Metadata-Version: 2.4
Name: qrref
Version: 0.1.0
Summary: QR code generator with a command-line interface for showing, saving and copying generated QR codes.
Project-URL: Homepage, https://github.com/TrulsHenriksson/qrref/
License-Expression: MIT
License-File: LICENSE
Classifier: Operating System :: OS Independent
Classifier: Programming Language :: Python :: 3
Requires-Python: >=3.12
Requires-Dist: matplotlib
Requires-Dist: numpy
Requires-Dist: pillow
Provides-Extra: copy
Requires-Dist: pyperclipimg; extra == 'copy'
Description-Content-Type: text/markdown

# qrref

Python package and reference implementation of the ISO/IEC 18004:2015 Standard for QR codes, with a simple but convenient CLI for showing, saving and copying generated QR codes.

![Sample QR code](sample_qr_code.png)

# Purpose

This is first and foremost a reference implementation, meaning I wanted the code to be readable and well-documented, without lots of magic numbers and tables copied straight from the specification. For those wanting to implement their own QR code generator, or extending one to suit their needs (custom colors, styles, inset images, etc.) this should be a good basis.

Wherever possible, I've chosen to implement the table data as functions instead. This doesn't result in the shortest or fastest implementation, but should explain where the numbers come from better.

The priorities of this project have been as follows, in approximate order of importance.
1. **Referentiability.** The code should adhere closely to the specification.

(Data extracted from a collection)
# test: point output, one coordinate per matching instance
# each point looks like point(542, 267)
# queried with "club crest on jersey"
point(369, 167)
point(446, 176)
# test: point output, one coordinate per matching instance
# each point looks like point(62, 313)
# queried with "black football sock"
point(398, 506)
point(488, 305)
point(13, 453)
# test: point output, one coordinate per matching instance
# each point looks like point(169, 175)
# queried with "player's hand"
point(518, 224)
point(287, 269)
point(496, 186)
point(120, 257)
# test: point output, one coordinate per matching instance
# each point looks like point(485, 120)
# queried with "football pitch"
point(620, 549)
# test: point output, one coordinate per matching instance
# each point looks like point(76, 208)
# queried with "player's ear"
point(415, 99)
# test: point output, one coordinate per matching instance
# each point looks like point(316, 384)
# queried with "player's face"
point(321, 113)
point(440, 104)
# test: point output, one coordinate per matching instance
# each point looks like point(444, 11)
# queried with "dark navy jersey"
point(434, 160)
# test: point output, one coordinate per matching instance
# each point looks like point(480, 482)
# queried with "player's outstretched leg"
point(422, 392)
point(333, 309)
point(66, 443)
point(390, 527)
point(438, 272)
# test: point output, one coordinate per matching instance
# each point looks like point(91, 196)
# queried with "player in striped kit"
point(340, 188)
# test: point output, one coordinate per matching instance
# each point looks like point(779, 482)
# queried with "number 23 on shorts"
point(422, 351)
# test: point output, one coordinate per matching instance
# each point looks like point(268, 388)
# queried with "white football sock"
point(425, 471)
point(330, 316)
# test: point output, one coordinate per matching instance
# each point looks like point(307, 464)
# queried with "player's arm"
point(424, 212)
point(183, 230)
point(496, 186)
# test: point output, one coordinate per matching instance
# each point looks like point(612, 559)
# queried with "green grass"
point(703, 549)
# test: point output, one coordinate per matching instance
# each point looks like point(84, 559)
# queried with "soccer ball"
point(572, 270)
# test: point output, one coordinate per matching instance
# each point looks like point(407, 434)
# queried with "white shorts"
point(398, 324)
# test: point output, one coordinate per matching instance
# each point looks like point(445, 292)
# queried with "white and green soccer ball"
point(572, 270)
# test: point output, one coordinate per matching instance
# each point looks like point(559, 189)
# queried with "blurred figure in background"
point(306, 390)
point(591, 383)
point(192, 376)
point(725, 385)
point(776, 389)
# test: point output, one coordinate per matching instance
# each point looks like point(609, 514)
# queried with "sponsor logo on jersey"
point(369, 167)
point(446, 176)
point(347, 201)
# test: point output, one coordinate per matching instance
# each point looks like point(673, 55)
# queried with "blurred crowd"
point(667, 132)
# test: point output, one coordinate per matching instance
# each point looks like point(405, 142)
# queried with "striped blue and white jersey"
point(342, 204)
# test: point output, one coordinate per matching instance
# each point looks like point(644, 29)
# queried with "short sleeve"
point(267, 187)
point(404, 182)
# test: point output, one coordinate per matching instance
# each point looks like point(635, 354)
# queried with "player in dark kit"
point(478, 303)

Challenges.
1 – Reproduce the stretch of the qrref package description from "Wherever possible, I've" through "to the specification.".
2 – According to the qrref package description, which standard for QR codes does the package implement?
Rely only on the qrref package description, not on the items.

The replies.
1 –
Wherever possible, I've chosen to implement the table data as functions instead. This doesn't result in the shortest or fastest implementation, but should explain where the numbers come from better.

The priorities of this project have been as follows, in approximate order of importance.
1. **Referentiability.** The code should adhere closely to the specification.

2 – ISO/IEC 18004:2015